• **THE PROBLEM**:
Can you reproduce the data word for word, from its first line up to and including the line containing "x=184, y=68"?

• **DATA PROVIDED**:
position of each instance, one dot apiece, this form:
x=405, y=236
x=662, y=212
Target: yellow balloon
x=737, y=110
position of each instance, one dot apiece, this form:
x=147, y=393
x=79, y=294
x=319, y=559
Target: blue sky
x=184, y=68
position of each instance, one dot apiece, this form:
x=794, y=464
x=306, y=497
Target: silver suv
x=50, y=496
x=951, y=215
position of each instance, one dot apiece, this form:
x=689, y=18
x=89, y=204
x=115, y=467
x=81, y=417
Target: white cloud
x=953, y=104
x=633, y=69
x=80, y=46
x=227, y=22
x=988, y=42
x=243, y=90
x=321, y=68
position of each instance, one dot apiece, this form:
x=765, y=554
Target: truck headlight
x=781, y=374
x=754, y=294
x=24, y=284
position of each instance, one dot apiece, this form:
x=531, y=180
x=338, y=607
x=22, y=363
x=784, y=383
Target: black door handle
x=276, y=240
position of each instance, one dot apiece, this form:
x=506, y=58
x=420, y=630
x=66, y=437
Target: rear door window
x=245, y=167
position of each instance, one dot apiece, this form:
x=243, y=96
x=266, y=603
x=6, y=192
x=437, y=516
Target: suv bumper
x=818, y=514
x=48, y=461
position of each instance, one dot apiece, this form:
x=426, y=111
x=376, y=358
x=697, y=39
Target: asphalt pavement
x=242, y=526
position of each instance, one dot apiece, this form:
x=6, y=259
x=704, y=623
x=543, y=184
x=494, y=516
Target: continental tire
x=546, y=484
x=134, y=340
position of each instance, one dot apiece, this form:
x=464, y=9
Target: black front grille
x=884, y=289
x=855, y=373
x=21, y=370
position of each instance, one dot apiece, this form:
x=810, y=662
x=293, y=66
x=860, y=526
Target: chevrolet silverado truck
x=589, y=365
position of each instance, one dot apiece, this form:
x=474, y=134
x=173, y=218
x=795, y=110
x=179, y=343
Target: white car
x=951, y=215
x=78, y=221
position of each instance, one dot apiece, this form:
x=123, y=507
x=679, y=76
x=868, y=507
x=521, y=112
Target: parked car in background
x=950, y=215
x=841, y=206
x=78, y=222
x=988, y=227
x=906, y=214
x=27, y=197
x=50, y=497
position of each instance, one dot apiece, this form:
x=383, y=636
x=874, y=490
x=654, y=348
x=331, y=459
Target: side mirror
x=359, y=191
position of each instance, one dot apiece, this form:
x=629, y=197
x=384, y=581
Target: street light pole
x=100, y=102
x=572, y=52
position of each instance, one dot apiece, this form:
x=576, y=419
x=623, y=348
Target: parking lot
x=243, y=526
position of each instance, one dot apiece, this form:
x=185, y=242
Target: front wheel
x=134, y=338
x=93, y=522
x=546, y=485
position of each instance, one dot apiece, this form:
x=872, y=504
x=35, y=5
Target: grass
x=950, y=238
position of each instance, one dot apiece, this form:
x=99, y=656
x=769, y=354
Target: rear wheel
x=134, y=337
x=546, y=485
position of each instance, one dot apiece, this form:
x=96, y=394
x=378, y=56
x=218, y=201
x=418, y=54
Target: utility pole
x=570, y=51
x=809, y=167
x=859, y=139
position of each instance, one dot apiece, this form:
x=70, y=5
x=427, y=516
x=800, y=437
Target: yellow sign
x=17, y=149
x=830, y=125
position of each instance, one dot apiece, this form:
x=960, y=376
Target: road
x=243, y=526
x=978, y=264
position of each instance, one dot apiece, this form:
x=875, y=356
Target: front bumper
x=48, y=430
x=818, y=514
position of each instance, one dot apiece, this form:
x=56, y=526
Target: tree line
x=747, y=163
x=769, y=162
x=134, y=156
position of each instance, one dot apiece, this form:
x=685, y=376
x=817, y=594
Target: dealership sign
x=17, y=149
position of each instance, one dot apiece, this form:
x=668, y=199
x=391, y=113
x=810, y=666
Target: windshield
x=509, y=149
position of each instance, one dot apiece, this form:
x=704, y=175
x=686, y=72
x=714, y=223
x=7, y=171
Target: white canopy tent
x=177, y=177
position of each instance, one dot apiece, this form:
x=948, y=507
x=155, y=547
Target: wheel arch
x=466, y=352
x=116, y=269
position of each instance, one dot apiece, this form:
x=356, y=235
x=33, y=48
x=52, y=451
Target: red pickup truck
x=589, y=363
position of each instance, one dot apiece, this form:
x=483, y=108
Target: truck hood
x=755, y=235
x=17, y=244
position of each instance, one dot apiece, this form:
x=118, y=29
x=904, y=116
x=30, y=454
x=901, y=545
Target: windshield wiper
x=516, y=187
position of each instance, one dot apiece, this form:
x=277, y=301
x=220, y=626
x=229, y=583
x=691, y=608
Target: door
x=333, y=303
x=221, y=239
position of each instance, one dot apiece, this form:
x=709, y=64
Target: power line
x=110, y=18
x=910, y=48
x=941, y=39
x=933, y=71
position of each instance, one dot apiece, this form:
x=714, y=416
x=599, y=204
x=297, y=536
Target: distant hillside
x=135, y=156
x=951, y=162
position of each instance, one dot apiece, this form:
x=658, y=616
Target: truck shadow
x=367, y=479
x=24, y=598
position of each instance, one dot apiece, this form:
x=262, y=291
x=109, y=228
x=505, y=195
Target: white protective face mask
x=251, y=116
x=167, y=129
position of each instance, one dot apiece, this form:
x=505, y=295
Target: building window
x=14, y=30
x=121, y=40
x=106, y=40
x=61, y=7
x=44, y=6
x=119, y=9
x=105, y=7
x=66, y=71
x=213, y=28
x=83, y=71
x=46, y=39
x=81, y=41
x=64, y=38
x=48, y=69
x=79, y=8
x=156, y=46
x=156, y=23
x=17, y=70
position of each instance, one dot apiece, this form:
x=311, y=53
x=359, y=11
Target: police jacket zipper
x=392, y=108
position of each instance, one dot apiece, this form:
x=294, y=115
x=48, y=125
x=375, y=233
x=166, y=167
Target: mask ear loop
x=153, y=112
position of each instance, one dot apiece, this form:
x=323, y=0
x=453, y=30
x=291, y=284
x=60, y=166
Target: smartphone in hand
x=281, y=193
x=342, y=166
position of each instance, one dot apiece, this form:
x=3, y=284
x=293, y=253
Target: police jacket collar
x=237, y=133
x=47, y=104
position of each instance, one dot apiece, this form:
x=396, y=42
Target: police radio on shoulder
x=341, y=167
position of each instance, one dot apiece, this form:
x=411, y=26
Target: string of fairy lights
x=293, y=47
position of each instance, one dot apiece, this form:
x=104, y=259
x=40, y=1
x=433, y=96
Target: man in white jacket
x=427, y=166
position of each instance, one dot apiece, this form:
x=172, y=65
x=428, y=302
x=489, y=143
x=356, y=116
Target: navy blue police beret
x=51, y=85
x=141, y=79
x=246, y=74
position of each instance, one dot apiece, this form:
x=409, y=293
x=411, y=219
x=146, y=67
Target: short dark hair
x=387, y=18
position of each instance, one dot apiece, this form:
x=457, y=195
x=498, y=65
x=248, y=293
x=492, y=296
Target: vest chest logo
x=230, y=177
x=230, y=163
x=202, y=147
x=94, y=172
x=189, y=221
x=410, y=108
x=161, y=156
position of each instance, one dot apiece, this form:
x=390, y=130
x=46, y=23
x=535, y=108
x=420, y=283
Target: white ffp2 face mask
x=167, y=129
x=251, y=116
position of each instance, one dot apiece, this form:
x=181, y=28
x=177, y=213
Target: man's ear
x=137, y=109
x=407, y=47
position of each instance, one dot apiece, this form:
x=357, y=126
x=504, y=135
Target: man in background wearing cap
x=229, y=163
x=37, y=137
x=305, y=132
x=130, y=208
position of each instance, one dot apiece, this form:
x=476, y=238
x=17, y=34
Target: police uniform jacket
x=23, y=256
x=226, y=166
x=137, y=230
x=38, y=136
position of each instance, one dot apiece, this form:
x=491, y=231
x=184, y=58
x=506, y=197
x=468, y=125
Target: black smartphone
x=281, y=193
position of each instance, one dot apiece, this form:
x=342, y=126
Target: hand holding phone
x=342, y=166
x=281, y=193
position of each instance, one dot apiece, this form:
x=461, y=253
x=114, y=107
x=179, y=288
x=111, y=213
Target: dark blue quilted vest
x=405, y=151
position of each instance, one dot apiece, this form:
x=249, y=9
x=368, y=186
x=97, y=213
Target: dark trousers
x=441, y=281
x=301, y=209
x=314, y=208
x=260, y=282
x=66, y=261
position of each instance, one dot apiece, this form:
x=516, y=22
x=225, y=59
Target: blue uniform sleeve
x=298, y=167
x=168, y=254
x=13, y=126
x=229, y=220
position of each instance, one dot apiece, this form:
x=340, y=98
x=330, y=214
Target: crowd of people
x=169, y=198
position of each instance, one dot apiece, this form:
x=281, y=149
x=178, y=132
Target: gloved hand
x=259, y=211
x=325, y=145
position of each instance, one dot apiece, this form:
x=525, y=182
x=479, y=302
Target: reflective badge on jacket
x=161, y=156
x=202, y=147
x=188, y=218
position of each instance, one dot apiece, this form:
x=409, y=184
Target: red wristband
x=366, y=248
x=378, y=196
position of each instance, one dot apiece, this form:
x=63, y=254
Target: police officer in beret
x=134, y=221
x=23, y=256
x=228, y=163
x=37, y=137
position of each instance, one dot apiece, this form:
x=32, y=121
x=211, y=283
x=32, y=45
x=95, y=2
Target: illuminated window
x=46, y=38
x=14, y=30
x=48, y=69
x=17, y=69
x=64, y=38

• **TASK SOLUTION**:
position of each instance, one dot apiece, this form:
x=405, y=236
x=662, y=212
Target: yellow balloon
x=737, y=110
position of each instance, one dot apiece, this form:
x=147, y=393
x=79, y=294
x=319, y=559
Target: blue sky
x=184, y=68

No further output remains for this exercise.